#### INSTRUCTIONS TO FOLLOW
Retype exactly the lines from the line with "the blue sky" to the end of the data, keeping both boundary lines.

-------

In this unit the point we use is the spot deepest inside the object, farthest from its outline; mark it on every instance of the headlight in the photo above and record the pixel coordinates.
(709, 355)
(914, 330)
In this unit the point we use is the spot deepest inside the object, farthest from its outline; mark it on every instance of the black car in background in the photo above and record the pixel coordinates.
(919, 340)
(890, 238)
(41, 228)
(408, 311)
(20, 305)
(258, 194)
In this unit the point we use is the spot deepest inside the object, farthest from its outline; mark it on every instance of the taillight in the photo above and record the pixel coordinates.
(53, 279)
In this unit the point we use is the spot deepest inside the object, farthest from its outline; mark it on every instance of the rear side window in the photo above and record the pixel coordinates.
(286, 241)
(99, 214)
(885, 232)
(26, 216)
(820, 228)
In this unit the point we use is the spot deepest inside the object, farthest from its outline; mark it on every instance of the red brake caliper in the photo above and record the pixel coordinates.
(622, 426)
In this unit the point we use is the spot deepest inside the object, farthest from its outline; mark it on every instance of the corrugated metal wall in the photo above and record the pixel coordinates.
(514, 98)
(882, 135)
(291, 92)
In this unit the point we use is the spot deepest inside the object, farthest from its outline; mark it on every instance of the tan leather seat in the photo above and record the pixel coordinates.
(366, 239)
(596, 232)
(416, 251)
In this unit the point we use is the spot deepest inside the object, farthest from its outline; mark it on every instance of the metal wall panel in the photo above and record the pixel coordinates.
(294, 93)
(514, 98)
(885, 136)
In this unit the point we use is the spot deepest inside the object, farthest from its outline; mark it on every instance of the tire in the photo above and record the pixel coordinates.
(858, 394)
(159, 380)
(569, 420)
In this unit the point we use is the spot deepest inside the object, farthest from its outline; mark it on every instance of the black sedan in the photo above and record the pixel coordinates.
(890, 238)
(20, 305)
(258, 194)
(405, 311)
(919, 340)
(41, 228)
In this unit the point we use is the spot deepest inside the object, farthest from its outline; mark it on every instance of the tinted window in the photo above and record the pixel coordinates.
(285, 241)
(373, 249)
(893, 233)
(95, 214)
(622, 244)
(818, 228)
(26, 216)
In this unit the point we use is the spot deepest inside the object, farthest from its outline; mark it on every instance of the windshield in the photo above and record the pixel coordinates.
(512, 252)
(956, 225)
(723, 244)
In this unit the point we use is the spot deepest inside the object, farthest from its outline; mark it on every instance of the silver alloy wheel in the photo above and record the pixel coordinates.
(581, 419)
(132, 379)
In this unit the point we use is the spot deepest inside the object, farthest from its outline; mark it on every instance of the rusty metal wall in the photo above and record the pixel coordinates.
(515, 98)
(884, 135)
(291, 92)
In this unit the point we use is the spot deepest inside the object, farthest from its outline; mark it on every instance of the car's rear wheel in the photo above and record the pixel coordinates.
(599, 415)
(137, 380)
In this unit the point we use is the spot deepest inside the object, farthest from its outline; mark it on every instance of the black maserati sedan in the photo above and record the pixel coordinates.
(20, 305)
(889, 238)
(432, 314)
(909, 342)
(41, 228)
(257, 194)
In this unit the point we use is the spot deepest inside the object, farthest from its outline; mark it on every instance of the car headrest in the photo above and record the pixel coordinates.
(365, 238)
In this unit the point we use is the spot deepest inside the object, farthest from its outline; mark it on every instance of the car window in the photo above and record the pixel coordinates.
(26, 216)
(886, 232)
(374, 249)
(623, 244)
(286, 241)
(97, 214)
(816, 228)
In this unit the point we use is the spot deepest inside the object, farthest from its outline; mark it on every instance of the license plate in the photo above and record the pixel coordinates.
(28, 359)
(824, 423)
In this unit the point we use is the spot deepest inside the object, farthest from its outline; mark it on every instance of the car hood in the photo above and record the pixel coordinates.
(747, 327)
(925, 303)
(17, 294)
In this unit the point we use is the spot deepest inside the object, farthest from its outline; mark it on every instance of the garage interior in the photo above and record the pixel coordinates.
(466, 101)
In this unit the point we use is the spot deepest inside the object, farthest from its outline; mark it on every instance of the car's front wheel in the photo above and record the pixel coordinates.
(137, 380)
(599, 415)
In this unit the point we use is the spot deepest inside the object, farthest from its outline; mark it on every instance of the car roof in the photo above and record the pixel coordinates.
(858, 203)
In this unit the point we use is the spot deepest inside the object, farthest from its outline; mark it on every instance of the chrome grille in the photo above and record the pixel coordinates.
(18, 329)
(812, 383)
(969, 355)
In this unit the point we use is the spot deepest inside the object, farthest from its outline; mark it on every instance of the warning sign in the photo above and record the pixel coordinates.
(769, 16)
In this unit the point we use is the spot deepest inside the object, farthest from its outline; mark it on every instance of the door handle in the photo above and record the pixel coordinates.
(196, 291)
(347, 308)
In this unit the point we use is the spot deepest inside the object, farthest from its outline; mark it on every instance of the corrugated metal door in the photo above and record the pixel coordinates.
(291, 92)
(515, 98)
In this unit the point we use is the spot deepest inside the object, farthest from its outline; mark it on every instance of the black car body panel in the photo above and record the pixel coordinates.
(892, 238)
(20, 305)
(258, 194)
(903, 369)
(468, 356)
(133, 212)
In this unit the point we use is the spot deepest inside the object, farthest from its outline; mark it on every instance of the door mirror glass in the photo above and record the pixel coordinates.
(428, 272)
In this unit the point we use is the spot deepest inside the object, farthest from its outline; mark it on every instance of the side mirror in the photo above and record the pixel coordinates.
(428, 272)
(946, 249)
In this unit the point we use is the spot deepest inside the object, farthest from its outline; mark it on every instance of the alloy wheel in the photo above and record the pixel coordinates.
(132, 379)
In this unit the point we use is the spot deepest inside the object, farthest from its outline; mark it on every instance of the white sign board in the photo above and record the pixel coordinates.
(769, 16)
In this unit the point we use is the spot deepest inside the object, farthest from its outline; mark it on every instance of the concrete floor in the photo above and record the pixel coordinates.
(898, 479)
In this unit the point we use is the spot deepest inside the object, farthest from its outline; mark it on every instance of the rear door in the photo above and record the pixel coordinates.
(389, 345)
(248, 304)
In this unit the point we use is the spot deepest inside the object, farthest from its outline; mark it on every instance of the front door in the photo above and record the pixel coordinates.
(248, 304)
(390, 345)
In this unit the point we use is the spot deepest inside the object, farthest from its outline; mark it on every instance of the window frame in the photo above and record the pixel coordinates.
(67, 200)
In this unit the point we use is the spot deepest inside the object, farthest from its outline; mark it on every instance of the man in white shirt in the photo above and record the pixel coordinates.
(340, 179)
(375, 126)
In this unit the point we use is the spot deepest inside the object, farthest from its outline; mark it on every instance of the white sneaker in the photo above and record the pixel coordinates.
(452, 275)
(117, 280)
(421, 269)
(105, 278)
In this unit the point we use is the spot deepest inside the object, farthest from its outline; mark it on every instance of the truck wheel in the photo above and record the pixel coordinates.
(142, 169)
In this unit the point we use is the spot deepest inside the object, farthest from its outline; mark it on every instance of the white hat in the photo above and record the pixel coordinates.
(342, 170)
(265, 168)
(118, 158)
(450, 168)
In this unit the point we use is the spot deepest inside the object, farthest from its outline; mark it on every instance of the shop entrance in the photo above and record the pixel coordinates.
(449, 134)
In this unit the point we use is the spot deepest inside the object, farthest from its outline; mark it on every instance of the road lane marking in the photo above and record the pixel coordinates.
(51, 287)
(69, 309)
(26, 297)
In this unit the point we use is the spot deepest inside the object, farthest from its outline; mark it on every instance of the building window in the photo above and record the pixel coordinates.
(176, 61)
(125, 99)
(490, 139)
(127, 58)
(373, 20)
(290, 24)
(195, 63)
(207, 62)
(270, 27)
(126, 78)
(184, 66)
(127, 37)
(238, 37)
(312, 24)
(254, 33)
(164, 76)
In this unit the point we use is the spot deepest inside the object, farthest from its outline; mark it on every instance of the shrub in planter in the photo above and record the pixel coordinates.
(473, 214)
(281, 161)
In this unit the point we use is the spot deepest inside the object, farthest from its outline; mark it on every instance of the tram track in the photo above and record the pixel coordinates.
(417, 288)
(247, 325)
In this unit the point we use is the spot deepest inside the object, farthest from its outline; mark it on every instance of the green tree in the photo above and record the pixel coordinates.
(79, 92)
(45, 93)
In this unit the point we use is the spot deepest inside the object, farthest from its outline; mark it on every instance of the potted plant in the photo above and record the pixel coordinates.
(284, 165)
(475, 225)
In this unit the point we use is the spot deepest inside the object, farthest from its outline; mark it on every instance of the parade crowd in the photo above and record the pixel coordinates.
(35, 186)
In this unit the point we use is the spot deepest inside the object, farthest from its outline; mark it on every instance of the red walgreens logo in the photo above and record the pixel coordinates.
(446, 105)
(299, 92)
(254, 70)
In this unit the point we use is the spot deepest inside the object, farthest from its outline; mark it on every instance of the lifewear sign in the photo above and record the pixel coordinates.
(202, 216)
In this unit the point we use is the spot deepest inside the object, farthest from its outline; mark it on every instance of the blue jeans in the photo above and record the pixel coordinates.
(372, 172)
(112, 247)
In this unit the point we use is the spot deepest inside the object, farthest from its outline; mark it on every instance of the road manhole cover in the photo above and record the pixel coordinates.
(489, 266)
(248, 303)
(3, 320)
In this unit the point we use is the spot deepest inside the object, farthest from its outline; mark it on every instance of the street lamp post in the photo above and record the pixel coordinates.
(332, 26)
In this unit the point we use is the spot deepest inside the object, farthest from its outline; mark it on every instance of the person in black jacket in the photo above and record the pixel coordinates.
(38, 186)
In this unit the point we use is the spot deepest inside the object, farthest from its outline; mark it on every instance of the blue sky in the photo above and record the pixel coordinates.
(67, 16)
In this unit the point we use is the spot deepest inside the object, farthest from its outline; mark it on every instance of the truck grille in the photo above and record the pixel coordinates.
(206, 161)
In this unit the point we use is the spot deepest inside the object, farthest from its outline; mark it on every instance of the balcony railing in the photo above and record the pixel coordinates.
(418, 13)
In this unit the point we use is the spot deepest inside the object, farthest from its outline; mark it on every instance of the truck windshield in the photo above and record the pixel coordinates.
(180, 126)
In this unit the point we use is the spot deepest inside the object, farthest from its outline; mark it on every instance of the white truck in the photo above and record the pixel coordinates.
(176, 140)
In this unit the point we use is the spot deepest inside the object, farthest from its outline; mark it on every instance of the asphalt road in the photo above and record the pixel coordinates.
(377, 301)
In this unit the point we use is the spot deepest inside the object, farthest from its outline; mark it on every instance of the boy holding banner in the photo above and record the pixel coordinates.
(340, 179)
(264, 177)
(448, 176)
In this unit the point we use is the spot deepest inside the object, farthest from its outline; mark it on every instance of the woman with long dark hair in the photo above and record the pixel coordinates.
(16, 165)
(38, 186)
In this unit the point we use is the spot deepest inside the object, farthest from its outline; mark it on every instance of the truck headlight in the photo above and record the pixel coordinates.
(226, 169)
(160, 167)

-------

#### WRITTEN ANSWER
In this unit the point we use is the spot deepest inside the object, farthest from its outline; mark it on every instance of the blue sky in the photo above and record the pixel coordinates.
(67, 16)
In this unit the point we use is the spot deepest inside the object, farthest from its outline; mark it on every instance of the truck grille in the photo above and record the pixel coordinates.
(206, 161)
In this unit the point we use is the spot deepest inside the object, farthest from its outline; mark it on every instance of the balcony railing in the photo above and record the pixel coordinates.
(418, 13)
In this unit the point we use is the spot deepest inside the object, farthest from its outline; mark it on every instance of the truck windshield in the photo above and record the pixel coordinates.
(180, 126)
In this unit the point we use is the spot deepest inside the object, farthest from its outline; mark it on every instance of the white truck in the photo above and record the pixel coordinates.
(176, 140)
In this unit the point we use is the spot deepest inside the object, farthest from its outline; mark it on every instance of the asphalt road in the photo above and record the pixel coordinates.
(377, 301)
In this unit the point we use is the spot deepest inside the object, farthest from its outline; mark it on every instance of the boy holding banner in the photo above and record the pixel coordinates.
(340, 179)
(264, 177)
(448, 176)
In this unit the point we use is the spot deepest inside the object, farthest from its outline; mark it on every instance of the woman with long dark hair in the photo above and record the pixel coordinates.
(16, 165)
(38, 186)
In this unit the point we use is the spot deepest inside the object, farthest from its outline; mark it on every instance of the truck headlight in the photo above and record the pixel coordinates.
(226, 169)
(160, 167)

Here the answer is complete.